====== Extract

In addition, we now have travel agencies offering "birth tourism" from China and Turkey so that mothers can have their baby here, where they will receive the amenity of a US passport.

http://rhymeswithright.mu.nu/archives/302823.php

maxutils said...

I agree that we should not amend the Constitution for trivialities, but this seems to me to be a case where the drafters of the amendment left an unintentional loophole that should have been close. Inserting the words "to parents legally in the country" would have worked just fine, and would have covered the slaves that it was intended to cover. Winning the citizenship lottery because your parents are criminals does not sit well with me; and, while you're correct that we could ameliorate the problem by enforcing borders and deporting the parents, we WON'T. Aren't you the one who's always lecturing me about living in the theoretical world?

Darren said...

There's no reason we couldn't or shouldn't deport illegals, and in a real world we would. It's a far better option than amending the Constitution.

And liberals should be all for this. They'd have all these "multi-cultural" (by definition) people coming to live in the United States when they're of age!

Amerloc said...

Yep. Upper class parents from countries they see disintegrating two decades down the road come here to create an "anchor" - the kid who, 18 years later can come back here with his citizenship and sponsor his parents. Happens all the time.*

And parents who want their kids to grow up under something other than a makeshift roof come here, too. The Lady in the Harbor proclaims it: "Send me your poor, your tired, your yearning to be free." So they come.

And of course, you're right that we need to get a handle on it: we need to know who and why and how many and where they are.

But it ain't near as cut-and-dried, black-and-white as you try to make it.

*I don't doubt it exists, RWR, but I'd like to see some verifiable evidence.

Bruce Small said...

Are the mothers who are in the country illegally "subject to the jurisdiction thereof" if they are avoiding all contact with the authorities, and the authorities don't even know they are here.

Darren said...

============
====== Available data

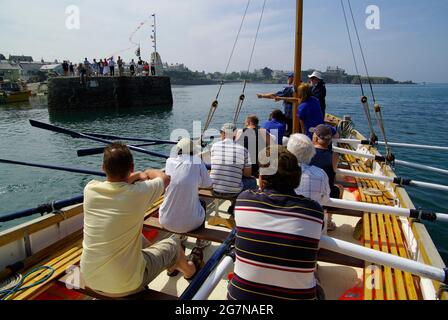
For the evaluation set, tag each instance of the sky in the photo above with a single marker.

============

**Prompt A:**
List each distinct name that appears before "said..." in the comment thread on birth tourism, naming each only once.
**Prompt B:**
Copy the comment thread on birth tourism word for word, between "Yep. Upper class" and "some verifiable evidence.", inclusive.

**Exercise result A:**
maxutils, Darren, Amerloc, Bruce Small

**Exercise result B:**
Yep. Upper class parents from countries they see disintegrating two decades down the road come here to create an "anchor" - the kid who, 18 years later can come back here with his citizenship and sponsor his parents. Happens all the time.*

And parents who want their kids to grow up under something other than a makeshift roof come here, too. The Lady in the Harbor proclaims it: "Send me your poor, your tired, your yearning to be free." So they come.

And of course, you're right that we need to get a handle on it: we need to know who and why and how many and where they are.

But it ain't near as cut-and-dried, black-and-white as you try to make it.

*I don't doubt it exists, RWR, but I'd like to see some verifiable evidence.